■ DOCUMENT
---*---

And on the other side of the coin you’ve presented we have many such examples as Richard the Lionheart and King Philip of France who had the sort of romantic friendship you extol. It quite likely was chaste, but gave rise to an enormous amount of scandal in their time, and the resulting scandalous perception of Richard as actively homosexual hasn’t died down to this day. Causing scandal is in itself a sin, remember, so there is little doubt they acted sinfully by acting in such a way to give rise to these rumours.
 
Grace & Peace!
There’s no indication that David and Jonothan, Sts Sergius and Bacchus or Our Lord and St John suffered from SSA though. Of course it’s possible for me as a female to have deep and loving friendships with others - I’d say a) it’s possible precisely BECAUSE, as a heterosexual female, there’s absolutely not the slightest risk involved in forming friendships with other heterosexual females, and b) it works because I DON’T do things like lengthy handholding, kissing on the lips or sending Valentines.
LilyM, I don’t think sexual orientation has anything to do with it. Whether or not anyone I mentioned was homosexual does not change the fact that their relationships clearly seemed to reflect a sadly uncommon intensity of love. They weren’t just good pals. They were Lovers in the highest, most holy sense of that word, a sense to which we should aspire in all of our loving relationships, and not simply our “romantic” ones.

It is my contention that two homosexual men or women, a heterosexual man and woman, a homosexual man and heterosexual man, etc. can experience this sort of relationship without sin, without lust, and regardless of whether or not they are married (though sacramental marriage is a great help). This sort of a relationship is a window onto Divine Love, and includes all facets of the person: body, mind, soul, spirit. Do you think the Beloved Disciple did not yearn for the Christ with his whole being? I believe he did–but that does not mean that I believe his desire was not chaste. Was Joseph just an official friend to the Blessed Virgin? No–he was her lover, too. What tenderness and beauty, sacrifice and passion must have been their love! Simply because their desire was chaste does not mean that it was namby pamby or somehow lacking the sexual component–it was that sexual component that was sacrificed to God through their chastity! In a similar way do I believe Sergius and Bacchus loved each other. Whether they were homosexual or heterosexual has nothing to do with anything except the nature of sexual temptation to which either a heterosexual or homosexual is exposed.

---*---

■ EXERCISE TASK A
Extract each line of the records that contains the string "dark", treating uppercase and lowercase letters as distinct.
The passage on chaste friendship and the records are unrelated material.

---*---

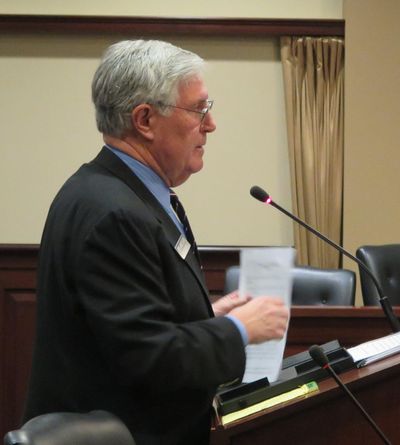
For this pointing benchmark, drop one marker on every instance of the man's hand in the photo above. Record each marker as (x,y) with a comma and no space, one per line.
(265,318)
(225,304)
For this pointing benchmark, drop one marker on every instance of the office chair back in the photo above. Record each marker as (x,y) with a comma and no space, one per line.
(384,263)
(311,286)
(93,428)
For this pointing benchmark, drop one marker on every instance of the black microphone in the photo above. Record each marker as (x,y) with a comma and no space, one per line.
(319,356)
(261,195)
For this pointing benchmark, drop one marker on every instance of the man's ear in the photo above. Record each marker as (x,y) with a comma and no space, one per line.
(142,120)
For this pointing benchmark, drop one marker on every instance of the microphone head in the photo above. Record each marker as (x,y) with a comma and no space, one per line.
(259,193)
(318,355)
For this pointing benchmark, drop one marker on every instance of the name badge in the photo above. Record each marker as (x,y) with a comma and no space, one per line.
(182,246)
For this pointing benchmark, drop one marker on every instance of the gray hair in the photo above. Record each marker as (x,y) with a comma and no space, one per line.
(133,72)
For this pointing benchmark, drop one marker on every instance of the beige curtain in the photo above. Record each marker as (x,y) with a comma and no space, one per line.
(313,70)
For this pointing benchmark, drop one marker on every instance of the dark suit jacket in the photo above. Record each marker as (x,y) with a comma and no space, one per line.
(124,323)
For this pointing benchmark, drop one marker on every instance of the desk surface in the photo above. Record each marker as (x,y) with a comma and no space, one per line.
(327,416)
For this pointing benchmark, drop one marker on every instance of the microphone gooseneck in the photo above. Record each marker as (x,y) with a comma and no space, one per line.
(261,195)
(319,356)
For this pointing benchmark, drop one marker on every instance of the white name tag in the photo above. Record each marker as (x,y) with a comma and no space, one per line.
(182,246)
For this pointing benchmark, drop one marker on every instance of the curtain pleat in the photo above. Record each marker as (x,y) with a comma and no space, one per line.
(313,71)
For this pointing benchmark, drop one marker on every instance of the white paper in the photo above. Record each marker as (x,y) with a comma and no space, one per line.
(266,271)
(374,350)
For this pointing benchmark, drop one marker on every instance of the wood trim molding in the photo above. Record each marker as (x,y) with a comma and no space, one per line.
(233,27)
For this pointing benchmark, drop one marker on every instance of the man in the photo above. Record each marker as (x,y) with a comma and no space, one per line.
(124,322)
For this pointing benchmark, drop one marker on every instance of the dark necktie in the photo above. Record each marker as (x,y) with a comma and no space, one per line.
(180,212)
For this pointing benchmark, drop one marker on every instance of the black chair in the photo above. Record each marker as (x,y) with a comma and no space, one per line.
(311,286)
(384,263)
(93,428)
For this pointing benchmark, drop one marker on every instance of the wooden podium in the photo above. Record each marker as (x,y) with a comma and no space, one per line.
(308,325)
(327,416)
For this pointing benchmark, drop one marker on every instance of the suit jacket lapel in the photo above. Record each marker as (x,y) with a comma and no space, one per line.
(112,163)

---*---

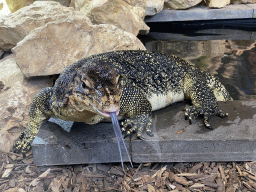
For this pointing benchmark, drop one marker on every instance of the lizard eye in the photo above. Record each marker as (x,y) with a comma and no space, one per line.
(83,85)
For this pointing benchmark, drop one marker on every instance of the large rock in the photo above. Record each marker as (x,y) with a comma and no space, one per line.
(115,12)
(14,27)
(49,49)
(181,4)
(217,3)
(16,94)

---*---

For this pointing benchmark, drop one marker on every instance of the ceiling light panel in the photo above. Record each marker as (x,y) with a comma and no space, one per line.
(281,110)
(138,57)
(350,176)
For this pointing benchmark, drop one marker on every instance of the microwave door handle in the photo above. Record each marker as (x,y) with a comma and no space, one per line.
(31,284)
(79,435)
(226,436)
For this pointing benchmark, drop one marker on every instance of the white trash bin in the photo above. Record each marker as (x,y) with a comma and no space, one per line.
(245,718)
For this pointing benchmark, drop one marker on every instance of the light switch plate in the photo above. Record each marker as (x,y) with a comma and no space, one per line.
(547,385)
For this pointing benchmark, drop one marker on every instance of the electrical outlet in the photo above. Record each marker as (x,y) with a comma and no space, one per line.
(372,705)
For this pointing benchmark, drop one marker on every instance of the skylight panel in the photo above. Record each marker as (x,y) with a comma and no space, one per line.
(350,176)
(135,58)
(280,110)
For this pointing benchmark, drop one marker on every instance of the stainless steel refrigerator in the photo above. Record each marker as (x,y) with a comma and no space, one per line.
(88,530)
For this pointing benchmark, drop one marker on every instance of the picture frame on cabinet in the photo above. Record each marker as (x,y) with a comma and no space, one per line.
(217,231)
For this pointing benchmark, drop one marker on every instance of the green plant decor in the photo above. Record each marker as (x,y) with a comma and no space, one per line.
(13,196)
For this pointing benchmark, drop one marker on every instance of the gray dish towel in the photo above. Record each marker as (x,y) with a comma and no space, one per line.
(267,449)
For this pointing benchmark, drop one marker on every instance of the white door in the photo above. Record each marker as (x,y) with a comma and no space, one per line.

---*---

■ EXERCISE TASK B
Which two historical figures does the passage on chaste friendship cite as having a friendship that caused scandal in their time?

■ COMPLETE OUTPUT A
For this pointing benchmark, drop one marker on every instance of the dark suit jacket in the photo above. Record each marker as (x,y) with a comma and no space, one per line.
For this pointing benchmark, drop one marker on every instance of the dark necktie in the photo above. Record each marker as (x,y) with a comma and no space, one per line.

■ COMPLETE OUTPUT B
Richard the Lionheart and King Philip of France.